# [What is needed]
Exclude the pictures and reproduce the remaining data exactly as written.

Point localization data:

────────

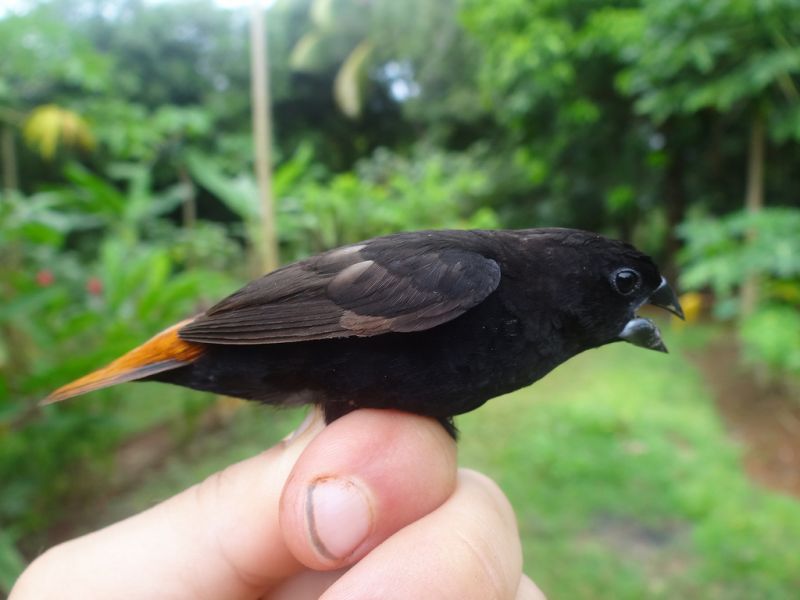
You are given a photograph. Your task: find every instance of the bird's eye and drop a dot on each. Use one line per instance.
(626, 281)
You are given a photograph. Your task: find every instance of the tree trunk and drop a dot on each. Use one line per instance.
(262, 136)
(754, 202)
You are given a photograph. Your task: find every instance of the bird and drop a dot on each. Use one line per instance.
(430, 322)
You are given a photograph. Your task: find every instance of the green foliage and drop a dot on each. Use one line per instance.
(693, 55)
(626, 485)
(66, 311)
(771, 337)
(386, 193)
(721, 254)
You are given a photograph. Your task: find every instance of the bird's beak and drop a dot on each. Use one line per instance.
(643, 332)
(665, 298)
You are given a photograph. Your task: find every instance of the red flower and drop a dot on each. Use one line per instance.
(94, 286)
(45, 278)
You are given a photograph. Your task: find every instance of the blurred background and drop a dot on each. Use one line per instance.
(133, 195)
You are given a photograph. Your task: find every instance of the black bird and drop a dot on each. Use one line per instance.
(431, 322)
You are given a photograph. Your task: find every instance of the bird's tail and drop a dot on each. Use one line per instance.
(162, 352)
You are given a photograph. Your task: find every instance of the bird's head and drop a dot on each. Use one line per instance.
(607, 282)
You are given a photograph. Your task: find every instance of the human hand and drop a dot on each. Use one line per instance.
(371, 506)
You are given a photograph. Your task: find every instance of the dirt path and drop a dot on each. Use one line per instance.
(764, 418)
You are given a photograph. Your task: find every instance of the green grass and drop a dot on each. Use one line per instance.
(626, 485)
(624, 481)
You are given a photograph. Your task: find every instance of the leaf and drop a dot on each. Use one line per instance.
(347, 86)
(50, 124)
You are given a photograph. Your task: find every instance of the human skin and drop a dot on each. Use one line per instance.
(371, 506)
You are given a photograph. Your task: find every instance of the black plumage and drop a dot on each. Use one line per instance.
(434, 323)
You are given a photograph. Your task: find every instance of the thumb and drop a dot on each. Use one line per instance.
(218, 539)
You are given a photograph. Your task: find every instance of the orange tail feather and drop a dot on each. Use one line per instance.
(162, 352)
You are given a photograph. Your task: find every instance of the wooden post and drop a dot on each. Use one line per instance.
(754, 202)
(262, 137)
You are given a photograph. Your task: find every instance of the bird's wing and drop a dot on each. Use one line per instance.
(360, 290)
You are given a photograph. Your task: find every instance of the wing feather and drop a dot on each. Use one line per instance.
(357, 290)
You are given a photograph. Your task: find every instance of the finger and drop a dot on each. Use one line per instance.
(349, 492)
(528, 590)
(218, 539)
(467, 549)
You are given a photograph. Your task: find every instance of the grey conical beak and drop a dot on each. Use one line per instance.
(643, 332)
(664, 297)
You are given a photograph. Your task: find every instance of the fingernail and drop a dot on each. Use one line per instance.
(338, 517)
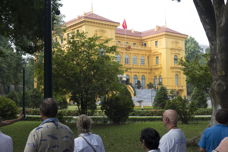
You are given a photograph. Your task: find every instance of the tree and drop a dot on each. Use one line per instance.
(85, 69)
(22, 23)
(138, 84)
(198, 73)
(161, 97)
(118, 105)
(11, 63)
(214, 18)
(192, 52)
(199, 97)
(184, 108)
(192, 49)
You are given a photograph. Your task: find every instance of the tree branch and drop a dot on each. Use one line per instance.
(219, 6)
(207, 17)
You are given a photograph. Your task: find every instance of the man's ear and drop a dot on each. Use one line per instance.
(167, 119)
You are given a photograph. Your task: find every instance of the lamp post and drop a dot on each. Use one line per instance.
(47, 50)
(23, 94)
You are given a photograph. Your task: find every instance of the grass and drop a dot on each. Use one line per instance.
(120, 138)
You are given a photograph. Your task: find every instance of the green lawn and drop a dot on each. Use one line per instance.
(117, 138)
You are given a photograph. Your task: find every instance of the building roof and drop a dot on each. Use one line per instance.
(90, 15)
(128, 32)
(156, 30)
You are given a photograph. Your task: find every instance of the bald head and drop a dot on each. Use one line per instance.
(171, 116)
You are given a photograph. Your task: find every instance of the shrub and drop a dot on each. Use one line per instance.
(15, 96)
(118, 105)
(203, 111)
(62, 102)
(161, 98)
(8, 108)
(199, 98)
(35, 97)
(184, 108)
(154, 112)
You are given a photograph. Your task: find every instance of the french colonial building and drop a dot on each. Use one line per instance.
(150, 56)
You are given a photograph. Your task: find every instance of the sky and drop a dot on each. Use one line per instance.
(142, 15)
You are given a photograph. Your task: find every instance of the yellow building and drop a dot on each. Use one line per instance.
(150, 56)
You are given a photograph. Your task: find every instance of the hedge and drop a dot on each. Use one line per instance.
(104, 120)
(152, 112)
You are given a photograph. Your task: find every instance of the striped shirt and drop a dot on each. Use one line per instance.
(50, 136)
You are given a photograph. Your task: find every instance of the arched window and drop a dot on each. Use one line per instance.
(157, 60)
(126, 59)
(155, 80)
(135, 79)
(142, 60)
(175, 59)
(134, 60)
(118, 58)
(128, 79)
(143, 81)
(160, 79)
(176, 79)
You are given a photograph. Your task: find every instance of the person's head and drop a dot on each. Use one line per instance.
(84, 124)
(150, 138)
(222, 116)
(48, 108)
(170, 118)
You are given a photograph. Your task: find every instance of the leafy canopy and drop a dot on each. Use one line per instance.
(85, 69)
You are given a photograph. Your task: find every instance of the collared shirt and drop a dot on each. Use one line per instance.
(154, 150)
(50, 136)
(212, 136)
(173, 141)
(6, 143)
(80, 145)
(223, 146)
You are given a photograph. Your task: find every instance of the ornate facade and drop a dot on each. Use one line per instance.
(150, 56)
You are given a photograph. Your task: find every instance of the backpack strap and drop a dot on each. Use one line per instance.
(88, 143)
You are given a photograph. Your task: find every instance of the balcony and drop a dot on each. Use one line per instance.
(129, 47)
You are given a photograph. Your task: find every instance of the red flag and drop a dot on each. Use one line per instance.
(124, 25)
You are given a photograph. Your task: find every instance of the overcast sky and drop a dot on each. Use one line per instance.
(142, 15)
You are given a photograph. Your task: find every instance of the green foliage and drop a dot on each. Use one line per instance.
(161, 98)
(85, 69)
(112, 135)
(195, 67)
(138, 84)
(184, 108)
(197, 72)
(192, 49)
(150, 85)
(10, 66)
(8, 108)
(15, 96)
(61, 101)
(199, 97)
(23, 23)
(118, 105)
(154, 112)
(34, 98)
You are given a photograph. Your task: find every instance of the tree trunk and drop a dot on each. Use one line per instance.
(214, 17)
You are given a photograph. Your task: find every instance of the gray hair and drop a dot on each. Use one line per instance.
(84, 124)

────────

# [Result for this exercise]
You are given a photograph. Your task: find every instance of the bird's eye and drop a dot on each. Use one line per instance.
(626, 281)
You are given a photograph. Your task: find every instance of the tree trunk and drop a dot on each. Use one line per instance.
(262, 136)
(754, 202)
You are given a photograph. Your task: find every instance of the bird and drop a dot on each. Use one line per instance.
(430, 322)
You are given a photograph. Your task: find every instance of the green foliage and drop a dot on each. Use one line per instance.
(693, 55)
(626, 485)
(66, 311)
(771, 337)
(386, 193)
(721, 254)
You are given a photograph. Your task: find every instance of the bird's beak and drop a dot on each. Use one line per instance.
(643, 332)
(665, 298)
You are given a photograph. Your task: find every instance of the red flower and drop a dot on each. Use one line per instance.
(94, 286)
(45, 278)
You are given a photograph. Your task: find every instance of the blurred background and drop a dot on each. Use one line per instance.
(133, 195)
You are given a photograph. Your task: find every instance of the black bird and drop a dot on each. Use one line per instance.
(431, 322)
You are given a photograph. Your task: find every instance of the bird's tail and drop a dot on each. Use one line per instance.
(162, 352)
You are given a photograph. Your task: find every instance of the bird's head and drop a dot on each. Use one line per instance.
(607, 282)
You are given a photograph. Your task: find every instance of the human hand and drop a dot on each. Use one line per instance.
(371, 506)
You are given a photograph. Your task: find every instance of the dirt path and drop a dot on each. Use one line per instance.
(764, 418)
You are given a photograph. Your task: find every instance of the green grass and drop a dot on each. Use one line per instance.
(626, 485)
(624, 481)
You are given a photograph. Your task: find every instance of the leaf and drop a dot on each. Use one line per instance.
(347, 86)
(50, 124)
You are given a photograph. Your task: find every instance of the human skin and drop a dot on each. Use one line per instance.
(371, 506)
You are given a photograph. Your task: find every instance of the black plumage and drop a dot on each. Use one line per instance.
(434, 323)
You are given a photograph. Your task: find every instance of the thumb and drop a dot on each. Use one line per instance.
(218, 539)
You are given a photograph. Your task: find every instance of the orange tail feather and drop a dot on each. Use one line per instance.
(162, 352)
You are given a photograph. Your task: find every instance of the wooden post and drop a dot on each. Use one line per instance.
(754, 202)
(262, 137)
You are given a photograph. Your task: find every instance of the bird's wing and drop a dot on each. Use one line per instance.
(360, 290)
You are given a photograph. Your task: find every instance of the wing feather and drop a dot on each. Use one line per instance.
(357, 290)
You are given a photograph. Your task: find every instance of the finger and drop a dot on each. Use one line per instance.
(349, 492)
(528, 590)
(218, 539)
(467, 549)
You are given a photograph. Your task: find every instance of the grey conical beak and drop a dot on each. Use one line per instance.
(643, 332)
(664, 297)
You are given a photograph. Your task: find every instance of the fingernail and drop a dot on each. Use one line per instance.
(338, 517)
You are given a photograph. Your task: find every instance of the tree and drop a dot on each. Use one line per instance.
(85, 69)
(22, 23)
(138, 84)
(198, 73)
(161, 97)
(118, 105)
(11, 63)
(214, 18)
(192, 52)
(199, 97)
(184, 108)
(192, 49)
You are given a photograph. Your task: find every instance of the tree branch and drop a dot on each. Use one line per instance.
(219, 6)
(207, 17)
You are given a photograph. Your task: find every instance of the man's ear and drop a dot on each. Use one line per instance.
(167, 119)
You are given a photograph. Your task: find every instance of the lamp post and drop a dot on each. Use one line per instance.
(47, 50)
(23, 94)
You are given a photograph. Your task: find every instance of the grass and drop a dot on each. Use one line per instance.
(120, 138)
You are given a photograph. Your task: find every instance of the green lawn and drop a dot on each. Use one line per instance.
(117, 138)
You are given a photograph. Your task: find every instance of the building roof and drop a dot on each. Use one line per instance.
(90, 15)
(128, 32)
(156, 30)
You are given a photograph. Your task: find every instance of the bald head and drop a dot on each. Use one line per instance.
(171, 116)
You are given a photograph. Your task: find every instance of the shrub and drop a dot on each. Use one line per instance.
(15, 96)
(118, 105)
(203, 111)
(62, 102)
(161, 98)
(8, 108)
(199, 98)
(35, 97)
(184, 108)
(154, 112)
You are given a photograph. Your task: find every instance of the french colonial building and drop a dot on each. Use one line per instance.
(150, 56)
You are given a photograph. Your task: find every instance of the sky and drop a dot on each. Use one line per instance.
(142, 15)
You are given a photograph. Your task: find every instance of the yellow building and drop a dot on each. Use one line per instance.
(150, 56)
You are given a photograph. Your task: find every instance of the hedge and drop a dot on each. Use one line per instance.
(104, 120)
(152, 112)
You are given a photograph. Your task: find every instance of the striped shirt and drop a dot on each. Use one line per instance.
(50, 136)
You are given a photograph. Your task: find every instance of the arched window and drop a dot on each. Use one line per instance.
(157, 60)
(126, 59)
(155, 80)
(135, 79)
(142, 60)
(175, 59)
(134, 60)
(118, 58)
(128, 79)
(143, 81)
(160, 79)
(176, 79)
You are given a photograph. Your task: find every instance of the person's head and drop a dot on each. Use one line per instance.
(84, 124)
(150, 138)
(222, 116)
(48, 108)
(170, 118)
You are given a photograph. Your task: find every instance of the leafy canopy and drop a dot on each. Use one line per instance.
(85, 69)
You are given a photograph. Your task: find every instance of the collared shirt and drop a dot on each. Use one line per instance.
(154, 150)
(50, 136)
(212, 136)
(173, 141)
(6, 143)
(80, 145)
(223, 146)
You are given a photograph. Your task: find every instance of the ornate facade and drop a dot on each. Use one line per instance.
(150, 56)
You are given a photograph. Your task: find every instance of the backpack strap and drop a dot on each. Use one line per instance.
(88, 143)
You are given a photograph. Your task: find every instance of the balcony and drop a dot on each. Use one line per instance.
(129, 47)
You are given a photograph. Your task: find every instance of the red flag and drop a dot on each. Use one line per instance.
(124, 25)
You are given a photograph. Your task: find every instance of the overcast sky and drop a dot on each. Use one line per instance.
(142, 15)
You are given a photograph. Your task: find every instance of the green foliage and drop a dot on each. Use one line per instance.
(161, 98)
(85, 69)
(112, 135)
(195, 67)
(138, 84)
(184, 108)
(197, 72)
(192, 49)
(150, 85)
(10, 66)
(8, 108)
(15, 96)
(61, 101)
(199, 97)
(23, 23)
(118, 105)
(154, 112)
(34, 98)
You are given a photograph. Your task: find every instance of the tree trunk and drop a dot on each. Use one line per instance.
(214, 17)
You are given a photograph. Your task: find every instance of the gray hair and drop a dot on each. Use one line per instance.
(84, 124)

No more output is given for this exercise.